Records from a data source
- - - - - - -
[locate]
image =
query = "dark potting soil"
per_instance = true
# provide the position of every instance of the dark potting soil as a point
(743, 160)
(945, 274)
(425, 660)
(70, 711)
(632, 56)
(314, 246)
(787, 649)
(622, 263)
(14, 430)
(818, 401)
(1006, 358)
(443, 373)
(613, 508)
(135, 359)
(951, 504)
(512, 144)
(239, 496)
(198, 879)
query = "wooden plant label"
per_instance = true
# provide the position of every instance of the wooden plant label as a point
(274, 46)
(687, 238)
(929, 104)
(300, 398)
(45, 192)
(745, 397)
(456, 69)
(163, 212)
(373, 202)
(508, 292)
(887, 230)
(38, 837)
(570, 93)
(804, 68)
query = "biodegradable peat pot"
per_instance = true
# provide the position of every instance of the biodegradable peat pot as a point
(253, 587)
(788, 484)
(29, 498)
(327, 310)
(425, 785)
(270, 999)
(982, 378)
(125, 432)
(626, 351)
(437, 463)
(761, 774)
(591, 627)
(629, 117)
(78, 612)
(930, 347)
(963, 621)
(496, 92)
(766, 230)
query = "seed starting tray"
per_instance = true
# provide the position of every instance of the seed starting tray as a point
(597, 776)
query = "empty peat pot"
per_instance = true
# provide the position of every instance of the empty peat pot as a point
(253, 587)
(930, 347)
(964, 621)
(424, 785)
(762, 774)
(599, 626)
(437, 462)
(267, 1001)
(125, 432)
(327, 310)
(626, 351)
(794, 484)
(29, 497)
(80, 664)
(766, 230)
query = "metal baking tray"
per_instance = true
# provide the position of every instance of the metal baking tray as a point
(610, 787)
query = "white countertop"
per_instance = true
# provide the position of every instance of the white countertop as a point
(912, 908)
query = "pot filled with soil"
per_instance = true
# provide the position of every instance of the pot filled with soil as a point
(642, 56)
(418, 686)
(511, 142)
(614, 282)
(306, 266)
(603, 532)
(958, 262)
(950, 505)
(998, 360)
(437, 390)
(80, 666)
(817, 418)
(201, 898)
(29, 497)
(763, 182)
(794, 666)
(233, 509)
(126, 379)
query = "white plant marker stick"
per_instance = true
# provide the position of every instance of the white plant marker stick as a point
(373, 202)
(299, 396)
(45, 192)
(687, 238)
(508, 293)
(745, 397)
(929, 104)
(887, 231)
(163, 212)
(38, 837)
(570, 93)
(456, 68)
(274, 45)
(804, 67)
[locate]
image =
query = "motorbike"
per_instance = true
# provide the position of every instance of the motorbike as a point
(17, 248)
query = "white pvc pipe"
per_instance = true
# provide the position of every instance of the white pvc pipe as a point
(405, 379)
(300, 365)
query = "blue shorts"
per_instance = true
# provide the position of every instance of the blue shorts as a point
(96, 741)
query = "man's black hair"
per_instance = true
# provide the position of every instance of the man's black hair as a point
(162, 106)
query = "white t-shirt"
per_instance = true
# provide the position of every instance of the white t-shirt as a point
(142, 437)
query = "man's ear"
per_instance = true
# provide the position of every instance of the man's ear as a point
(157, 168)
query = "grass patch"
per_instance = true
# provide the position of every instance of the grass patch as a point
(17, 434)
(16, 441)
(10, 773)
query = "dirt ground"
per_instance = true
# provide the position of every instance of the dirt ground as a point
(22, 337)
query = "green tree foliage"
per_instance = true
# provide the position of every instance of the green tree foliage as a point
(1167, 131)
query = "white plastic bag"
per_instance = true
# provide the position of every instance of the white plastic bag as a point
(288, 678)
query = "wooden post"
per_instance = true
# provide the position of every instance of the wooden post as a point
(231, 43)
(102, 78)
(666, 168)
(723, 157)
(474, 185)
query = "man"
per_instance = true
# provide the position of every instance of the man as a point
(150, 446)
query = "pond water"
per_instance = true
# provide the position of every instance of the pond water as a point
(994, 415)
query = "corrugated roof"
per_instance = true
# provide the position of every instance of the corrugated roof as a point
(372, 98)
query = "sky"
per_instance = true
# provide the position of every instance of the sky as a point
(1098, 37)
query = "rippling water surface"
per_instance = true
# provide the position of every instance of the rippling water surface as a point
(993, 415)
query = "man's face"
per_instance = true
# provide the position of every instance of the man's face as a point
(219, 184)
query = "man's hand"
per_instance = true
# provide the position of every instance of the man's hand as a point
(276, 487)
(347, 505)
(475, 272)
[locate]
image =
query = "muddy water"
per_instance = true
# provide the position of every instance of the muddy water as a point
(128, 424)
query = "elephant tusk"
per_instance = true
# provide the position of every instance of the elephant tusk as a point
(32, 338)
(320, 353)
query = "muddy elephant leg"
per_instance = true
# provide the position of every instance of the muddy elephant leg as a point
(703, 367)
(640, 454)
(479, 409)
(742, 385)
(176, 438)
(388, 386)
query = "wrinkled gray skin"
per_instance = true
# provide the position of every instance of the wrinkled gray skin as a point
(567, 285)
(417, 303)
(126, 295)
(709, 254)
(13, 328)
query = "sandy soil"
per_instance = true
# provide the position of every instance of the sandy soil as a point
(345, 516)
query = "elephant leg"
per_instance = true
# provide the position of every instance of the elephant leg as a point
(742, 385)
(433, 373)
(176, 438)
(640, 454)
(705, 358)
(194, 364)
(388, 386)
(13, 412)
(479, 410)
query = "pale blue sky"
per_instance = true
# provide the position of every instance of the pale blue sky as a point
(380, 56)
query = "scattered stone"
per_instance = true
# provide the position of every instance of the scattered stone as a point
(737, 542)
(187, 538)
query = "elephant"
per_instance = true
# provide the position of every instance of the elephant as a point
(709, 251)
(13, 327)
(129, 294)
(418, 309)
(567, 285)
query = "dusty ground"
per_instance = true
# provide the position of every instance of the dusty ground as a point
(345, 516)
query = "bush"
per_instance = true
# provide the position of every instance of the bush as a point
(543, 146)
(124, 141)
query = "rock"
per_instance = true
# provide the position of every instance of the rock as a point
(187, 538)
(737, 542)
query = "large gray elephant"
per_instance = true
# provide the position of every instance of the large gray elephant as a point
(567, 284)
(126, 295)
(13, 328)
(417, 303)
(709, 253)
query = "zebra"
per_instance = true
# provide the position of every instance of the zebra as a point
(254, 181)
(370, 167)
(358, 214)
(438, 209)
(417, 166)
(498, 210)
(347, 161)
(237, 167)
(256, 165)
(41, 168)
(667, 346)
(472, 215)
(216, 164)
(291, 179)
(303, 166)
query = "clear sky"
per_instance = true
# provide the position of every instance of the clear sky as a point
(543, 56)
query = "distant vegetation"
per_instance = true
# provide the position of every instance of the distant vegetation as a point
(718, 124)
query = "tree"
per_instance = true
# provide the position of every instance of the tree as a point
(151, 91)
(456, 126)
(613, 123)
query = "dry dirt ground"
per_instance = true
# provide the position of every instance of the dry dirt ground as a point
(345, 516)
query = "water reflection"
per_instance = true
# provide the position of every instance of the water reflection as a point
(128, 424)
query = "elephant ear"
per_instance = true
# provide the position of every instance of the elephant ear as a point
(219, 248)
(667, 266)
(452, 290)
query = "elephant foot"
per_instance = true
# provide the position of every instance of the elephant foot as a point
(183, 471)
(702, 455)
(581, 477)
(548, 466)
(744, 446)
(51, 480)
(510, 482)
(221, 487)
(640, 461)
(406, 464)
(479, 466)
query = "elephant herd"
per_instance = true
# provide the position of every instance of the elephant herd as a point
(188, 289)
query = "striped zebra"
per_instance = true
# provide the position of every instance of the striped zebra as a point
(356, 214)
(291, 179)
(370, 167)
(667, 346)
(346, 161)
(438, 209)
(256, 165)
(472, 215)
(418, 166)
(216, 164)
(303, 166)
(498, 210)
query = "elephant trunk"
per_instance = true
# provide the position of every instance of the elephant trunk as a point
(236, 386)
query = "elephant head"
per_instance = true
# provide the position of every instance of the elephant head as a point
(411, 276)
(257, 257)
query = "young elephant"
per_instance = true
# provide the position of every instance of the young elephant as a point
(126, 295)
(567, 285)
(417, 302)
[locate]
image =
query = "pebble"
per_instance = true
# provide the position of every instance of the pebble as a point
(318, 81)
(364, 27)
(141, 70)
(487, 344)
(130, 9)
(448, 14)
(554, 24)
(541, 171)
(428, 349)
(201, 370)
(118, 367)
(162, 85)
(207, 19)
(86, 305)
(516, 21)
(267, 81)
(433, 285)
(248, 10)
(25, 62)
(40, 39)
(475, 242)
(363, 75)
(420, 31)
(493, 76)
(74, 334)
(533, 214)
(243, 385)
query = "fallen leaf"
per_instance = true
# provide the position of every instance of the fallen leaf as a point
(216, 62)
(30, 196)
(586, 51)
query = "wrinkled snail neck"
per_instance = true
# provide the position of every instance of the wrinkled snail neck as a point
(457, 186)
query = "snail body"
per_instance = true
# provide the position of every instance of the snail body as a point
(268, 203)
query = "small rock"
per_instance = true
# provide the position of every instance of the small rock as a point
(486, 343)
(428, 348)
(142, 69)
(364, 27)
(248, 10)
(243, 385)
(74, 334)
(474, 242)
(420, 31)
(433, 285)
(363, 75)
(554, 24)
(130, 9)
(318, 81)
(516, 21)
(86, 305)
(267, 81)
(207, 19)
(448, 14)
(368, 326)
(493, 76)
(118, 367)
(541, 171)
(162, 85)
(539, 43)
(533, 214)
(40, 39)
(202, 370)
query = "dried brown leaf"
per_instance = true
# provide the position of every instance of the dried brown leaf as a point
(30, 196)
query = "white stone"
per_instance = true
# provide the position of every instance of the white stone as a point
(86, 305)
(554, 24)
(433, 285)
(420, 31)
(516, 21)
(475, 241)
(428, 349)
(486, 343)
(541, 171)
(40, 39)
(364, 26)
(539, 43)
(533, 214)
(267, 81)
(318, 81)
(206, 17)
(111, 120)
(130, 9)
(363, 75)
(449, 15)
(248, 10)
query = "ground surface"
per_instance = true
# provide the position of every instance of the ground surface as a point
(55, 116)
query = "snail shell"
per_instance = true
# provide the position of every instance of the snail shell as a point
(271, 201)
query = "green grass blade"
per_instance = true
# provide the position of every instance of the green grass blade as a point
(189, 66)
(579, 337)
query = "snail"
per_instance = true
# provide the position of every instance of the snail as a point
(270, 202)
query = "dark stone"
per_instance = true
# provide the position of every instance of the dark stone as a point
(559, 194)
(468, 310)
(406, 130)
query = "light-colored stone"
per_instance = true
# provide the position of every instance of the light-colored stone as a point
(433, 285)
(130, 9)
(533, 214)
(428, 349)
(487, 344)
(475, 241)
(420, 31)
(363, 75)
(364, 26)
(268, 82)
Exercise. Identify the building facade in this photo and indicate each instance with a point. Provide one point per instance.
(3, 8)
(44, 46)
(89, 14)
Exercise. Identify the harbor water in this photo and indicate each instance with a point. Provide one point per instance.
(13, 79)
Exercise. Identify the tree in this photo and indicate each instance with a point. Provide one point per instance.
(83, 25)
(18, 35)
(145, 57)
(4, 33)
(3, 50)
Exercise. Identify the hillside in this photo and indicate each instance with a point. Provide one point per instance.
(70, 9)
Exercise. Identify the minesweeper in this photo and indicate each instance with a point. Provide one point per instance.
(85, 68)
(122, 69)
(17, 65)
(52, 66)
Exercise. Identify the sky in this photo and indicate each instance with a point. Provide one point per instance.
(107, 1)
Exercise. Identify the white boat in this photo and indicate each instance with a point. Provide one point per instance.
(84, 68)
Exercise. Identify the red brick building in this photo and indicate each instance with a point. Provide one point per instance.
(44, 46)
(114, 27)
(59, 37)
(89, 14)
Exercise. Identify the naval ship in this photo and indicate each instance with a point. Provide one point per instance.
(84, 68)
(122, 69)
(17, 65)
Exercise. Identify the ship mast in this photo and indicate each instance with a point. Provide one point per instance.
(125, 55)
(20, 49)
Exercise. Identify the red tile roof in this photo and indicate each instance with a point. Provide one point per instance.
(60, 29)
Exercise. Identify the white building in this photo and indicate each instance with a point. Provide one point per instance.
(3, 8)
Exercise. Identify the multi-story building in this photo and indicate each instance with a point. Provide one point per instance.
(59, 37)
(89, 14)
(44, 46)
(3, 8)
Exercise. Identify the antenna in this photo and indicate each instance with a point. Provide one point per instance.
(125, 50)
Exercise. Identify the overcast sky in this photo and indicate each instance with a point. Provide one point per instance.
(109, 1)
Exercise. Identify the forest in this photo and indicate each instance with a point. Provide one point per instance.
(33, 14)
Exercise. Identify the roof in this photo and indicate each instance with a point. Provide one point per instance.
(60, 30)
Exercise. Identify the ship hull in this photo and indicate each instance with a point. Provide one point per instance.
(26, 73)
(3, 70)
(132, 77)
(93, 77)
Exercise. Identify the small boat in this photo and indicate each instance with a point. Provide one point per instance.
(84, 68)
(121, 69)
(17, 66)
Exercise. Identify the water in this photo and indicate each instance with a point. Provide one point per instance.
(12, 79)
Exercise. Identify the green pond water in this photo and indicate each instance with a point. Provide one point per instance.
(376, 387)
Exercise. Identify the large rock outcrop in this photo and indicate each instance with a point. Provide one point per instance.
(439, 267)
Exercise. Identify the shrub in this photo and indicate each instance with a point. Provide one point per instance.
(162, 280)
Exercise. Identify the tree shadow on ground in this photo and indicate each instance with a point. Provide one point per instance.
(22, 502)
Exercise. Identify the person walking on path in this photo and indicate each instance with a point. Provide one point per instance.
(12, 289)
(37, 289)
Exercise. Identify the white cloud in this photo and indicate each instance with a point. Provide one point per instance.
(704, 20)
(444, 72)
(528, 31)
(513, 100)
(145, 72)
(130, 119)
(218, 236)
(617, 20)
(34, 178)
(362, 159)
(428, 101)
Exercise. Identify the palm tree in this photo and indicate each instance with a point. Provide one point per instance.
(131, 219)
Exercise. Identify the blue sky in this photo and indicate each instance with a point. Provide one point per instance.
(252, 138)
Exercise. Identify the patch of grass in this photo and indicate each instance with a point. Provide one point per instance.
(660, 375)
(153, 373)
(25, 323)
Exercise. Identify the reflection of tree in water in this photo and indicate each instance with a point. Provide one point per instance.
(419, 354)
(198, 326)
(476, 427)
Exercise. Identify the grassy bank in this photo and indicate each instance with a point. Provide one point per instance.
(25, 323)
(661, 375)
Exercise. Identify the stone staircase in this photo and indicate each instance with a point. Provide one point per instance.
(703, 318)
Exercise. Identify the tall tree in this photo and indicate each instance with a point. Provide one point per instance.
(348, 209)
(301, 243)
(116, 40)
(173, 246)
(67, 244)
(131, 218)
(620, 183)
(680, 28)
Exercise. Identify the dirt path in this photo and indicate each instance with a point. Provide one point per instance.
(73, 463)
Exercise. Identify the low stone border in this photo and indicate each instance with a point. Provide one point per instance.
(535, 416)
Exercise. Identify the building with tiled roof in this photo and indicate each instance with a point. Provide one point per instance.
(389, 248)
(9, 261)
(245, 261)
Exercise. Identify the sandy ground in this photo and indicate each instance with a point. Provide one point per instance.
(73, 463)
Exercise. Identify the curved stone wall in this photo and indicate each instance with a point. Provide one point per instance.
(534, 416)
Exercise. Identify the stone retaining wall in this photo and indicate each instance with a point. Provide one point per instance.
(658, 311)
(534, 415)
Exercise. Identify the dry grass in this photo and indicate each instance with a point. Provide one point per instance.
- - - - - - -
All lines from the one with "Exercise. Identify the blue" onward to the end of the records above should be repeated exactly, and only those lines.

:: Solution for this exercise ::
Exercise. Identify the blue sky in this photo and indicate each instance with a point. Provide one point per instance.
(252, 138)
Exercise. Identify the patch of grass in this photo and indicate each instance with a point. Provide one point per instance.
(660, 375)
(153, 373)
(25, 323)
Exercise. Identify the reflection of tree in water in this photo and indicate each instance with a point. Provide one point per instance.
(419, 354)
(198, 326)
(476, 427)
Exercise. Identify the grassy bank in this photo and indicate each instance with a point. Provide one point per instance.
(25, 323)
(661, 375)
Exercise. Identify the stone staircase in this photo and indicate each instance with a point. Provide one point per instance.
(703, 318)
Exercise. Identify the tall tree in this photo and indicate each instance with a point. Provide one point per instance.
(348, 209)
(301, 243)
(116, 40)
(173, 246)
(67, 244)
(131, 218)
(620, 183)
(680, 28)
Exercise. Identify the dirt path in this photo and indicate each instance with a point. Provide one point per instance.
(73, 463)
Exercise. Identify the low stone border in this photo and indicate each instance with a point. Provide one point per instance.
(535, 416)
Exercise. Identify the building with tiled roof in this photo and indicate each instance with a point. Provide one point per instance.
(389, 248)
(9, 261)
(245, 261)
Exercise. Identify the sandy ground in this photo and indicate each instance with a point. Provide one point per instance.
(73, 463)
Exercise. Identify the curved stone wall in this photo and indicate each instance with a point. Provide one point per instance.
(534, 416)
Exercise. Identify the stone retaining wall in this photo and indicate each instance with a point. Provide one point per instance.
(658, 311)
(534, 415)
Exercise. Identify the dry grass in this photo and indicate each instance with a point. Provide one point per instance.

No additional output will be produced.